**WHAT IS EXPECTED:** Change "dog's head" to "dog's muzzle" in everything from the line containing "the dog's head" down to the end of the entries, and write those lines out again with nothing else altered.

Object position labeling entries
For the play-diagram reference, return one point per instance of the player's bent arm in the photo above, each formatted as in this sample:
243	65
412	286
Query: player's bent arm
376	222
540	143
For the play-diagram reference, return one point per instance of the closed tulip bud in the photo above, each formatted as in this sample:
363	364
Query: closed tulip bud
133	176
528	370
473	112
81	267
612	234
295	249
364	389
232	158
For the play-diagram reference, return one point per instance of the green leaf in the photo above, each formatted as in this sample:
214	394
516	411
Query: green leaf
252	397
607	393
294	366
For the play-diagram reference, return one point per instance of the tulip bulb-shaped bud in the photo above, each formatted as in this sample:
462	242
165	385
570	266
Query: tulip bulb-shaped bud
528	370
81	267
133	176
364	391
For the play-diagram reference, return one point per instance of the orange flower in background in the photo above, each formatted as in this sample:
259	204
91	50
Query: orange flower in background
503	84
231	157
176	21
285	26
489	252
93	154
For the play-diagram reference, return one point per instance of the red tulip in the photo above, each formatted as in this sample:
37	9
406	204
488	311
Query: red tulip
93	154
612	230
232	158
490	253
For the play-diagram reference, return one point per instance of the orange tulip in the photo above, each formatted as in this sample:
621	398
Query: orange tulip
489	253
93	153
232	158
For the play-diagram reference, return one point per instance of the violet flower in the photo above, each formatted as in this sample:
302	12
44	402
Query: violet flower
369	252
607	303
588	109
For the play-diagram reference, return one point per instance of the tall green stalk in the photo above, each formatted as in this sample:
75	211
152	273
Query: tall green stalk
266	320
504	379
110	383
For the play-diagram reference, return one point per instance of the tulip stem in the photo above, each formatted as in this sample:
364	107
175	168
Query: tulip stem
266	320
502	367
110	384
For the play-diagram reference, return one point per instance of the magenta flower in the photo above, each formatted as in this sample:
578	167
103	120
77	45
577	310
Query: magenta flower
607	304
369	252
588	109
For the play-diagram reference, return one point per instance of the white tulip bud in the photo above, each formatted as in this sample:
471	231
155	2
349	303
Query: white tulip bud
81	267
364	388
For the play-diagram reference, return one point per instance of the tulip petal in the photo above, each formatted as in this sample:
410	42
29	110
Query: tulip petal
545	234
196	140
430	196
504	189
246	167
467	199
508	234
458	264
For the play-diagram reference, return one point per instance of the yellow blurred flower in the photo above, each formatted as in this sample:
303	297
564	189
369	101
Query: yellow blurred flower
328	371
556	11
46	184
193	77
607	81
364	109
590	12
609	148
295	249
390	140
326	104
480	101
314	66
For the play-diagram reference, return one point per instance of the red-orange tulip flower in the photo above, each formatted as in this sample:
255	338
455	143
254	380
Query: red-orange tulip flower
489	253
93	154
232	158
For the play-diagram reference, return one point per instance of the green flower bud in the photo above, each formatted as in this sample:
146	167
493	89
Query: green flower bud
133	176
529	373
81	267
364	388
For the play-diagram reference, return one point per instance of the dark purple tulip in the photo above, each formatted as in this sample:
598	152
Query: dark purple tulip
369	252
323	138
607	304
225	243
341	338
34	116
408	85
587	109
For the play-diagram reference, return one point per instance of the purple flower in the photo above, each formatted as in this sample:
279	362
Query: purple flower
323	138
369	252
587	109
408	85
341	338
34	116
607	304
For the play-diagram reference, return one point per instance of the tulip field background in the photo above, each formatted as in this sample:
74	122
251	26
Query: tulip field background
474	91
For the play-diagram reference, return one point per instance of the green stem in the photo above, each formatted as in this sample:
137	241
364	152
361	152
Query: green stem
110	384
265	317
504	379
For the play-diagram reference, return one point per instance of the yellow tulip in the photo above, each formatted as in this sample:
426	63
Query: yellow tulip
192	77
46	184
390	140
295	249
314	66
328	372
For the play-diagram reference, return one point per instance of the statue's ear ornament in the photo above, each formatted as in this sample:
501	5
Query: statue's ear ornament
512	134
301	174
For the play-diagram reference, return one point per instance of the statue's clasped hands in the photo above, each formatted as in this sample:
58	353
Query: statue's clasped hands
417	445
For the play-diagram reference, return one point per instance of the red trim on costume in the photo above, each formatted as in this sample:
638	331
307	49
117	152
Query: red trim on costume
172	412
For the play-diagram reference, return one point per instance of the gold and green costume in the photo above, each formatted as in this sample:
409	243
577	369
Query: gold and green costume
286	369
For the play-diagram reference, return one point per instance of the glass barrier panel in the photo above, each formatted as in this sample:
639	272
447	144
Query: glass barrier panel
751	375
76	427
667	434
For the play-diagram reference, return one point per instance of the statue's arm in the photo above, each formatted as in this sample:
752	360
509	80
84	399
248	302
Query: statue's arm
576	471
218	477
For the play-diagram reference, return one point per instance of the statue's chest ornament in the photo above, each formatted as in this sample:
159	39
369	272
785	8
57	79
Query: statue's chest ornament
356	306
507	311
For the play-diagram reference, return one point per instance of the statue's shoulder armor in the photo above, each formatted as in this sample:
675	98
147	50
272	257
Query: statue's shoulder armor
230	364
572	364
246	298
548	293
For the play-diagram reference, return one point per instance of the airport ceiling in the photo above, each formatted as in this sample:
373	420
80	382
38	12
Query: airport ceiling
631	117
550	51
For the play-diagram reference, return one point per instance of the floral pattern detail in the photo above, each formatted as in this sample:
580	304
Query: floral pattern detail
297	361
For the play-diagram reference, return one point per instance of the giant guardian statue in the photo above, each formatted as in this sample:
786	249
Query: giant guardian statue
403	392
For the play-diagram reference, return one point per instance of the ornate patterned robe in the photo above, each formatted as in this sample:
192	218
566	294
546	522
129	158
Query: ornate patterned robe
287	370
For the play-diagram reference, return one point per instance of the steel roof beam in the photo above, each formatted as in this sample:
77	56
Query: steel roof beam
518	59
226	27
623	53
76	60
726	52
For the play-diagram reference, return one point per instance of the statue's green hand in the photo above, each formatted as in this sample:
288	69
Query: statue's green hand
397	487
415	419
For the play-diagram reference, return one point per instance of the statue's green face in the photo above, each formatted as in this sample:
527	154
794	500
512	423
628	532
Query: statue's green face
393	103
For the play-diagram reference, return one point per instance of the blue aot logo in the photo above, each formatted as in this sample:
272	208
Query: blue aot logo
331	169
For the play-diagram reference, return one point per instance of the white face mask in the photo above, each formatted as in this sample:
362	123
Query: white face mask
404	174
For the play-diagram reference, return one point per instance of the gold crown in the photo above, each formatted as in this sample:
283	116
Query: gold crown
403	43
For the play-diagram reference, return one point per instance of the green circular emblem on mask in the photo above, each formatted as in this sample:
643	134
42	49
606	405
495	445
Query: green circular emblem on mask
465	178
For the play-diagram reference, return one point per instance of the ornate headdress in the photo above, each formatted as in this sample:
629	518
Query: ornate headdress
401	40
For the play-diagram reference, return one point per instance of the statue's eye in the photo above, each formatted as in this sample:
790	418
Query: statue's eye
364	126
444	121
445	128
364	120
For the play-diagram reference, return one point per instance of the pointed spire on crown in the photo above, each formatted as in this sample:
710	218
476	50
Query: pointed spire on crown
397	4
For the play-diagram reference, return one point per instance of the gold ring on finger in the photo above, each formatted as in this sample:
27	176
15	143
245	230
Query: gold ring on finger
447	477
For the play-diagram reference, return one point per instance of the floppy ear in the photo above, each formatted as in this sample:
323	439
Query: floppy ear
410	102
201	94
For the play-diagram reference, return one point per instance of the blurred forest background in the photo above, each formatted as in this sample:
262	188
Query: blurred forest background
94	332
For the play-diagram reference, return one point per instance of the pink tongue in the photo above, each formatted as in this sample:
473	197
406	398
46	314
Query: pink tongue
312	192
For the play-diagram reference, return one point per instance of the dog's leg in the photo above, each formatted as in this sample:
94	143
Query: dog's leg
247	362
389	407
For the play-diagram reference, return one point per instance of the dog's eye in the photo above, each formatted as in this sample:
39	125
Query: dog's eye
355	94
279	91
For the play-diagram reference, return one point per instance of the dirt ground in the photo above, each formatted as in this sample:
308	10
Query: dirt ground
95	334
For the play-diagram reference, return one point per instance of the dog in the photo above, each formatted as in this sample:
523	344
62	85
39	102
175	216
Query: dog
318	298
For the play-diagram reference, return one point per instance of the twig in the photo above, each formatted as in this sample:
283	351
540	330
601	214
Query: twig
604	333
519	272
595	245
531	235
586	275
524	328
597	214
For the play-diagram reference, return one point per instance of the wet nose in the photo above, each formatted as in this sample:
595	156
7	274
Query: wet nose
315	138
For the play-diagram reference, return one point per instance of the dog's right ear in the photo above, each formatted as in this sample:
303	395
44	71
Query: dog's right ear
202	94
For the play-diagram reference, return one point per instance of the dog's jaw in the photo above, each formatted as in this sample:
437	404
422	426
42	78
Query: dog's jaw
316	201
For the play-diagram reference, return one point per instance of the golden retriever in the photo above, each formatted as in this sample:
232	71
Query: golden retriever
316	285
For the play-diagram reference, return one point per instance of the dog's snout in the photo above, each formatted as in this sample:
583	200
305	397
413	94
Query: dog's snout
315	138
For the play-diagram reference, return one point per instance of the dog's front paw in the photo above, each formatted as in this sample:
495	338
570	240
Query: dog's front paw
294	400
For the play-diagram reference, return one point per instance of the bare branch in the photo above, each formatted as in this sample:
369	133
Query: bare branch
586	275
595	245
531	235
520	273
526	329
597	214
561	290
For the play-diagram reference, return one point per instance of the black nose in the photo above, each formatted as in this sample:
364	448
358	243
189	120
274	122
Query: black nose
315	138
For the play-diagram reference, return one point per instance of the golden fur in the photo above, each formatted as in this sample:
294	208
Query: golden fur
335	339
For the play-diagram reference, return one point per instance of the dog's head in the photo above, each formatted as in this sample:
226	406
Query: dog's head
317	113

**COMPLETED TASK:**
For the play-diagram reference, return one point per instance of the dog's muzzle in the photo above, each formatted as in this sample:
226	406
Query: dog's muzzle
317	113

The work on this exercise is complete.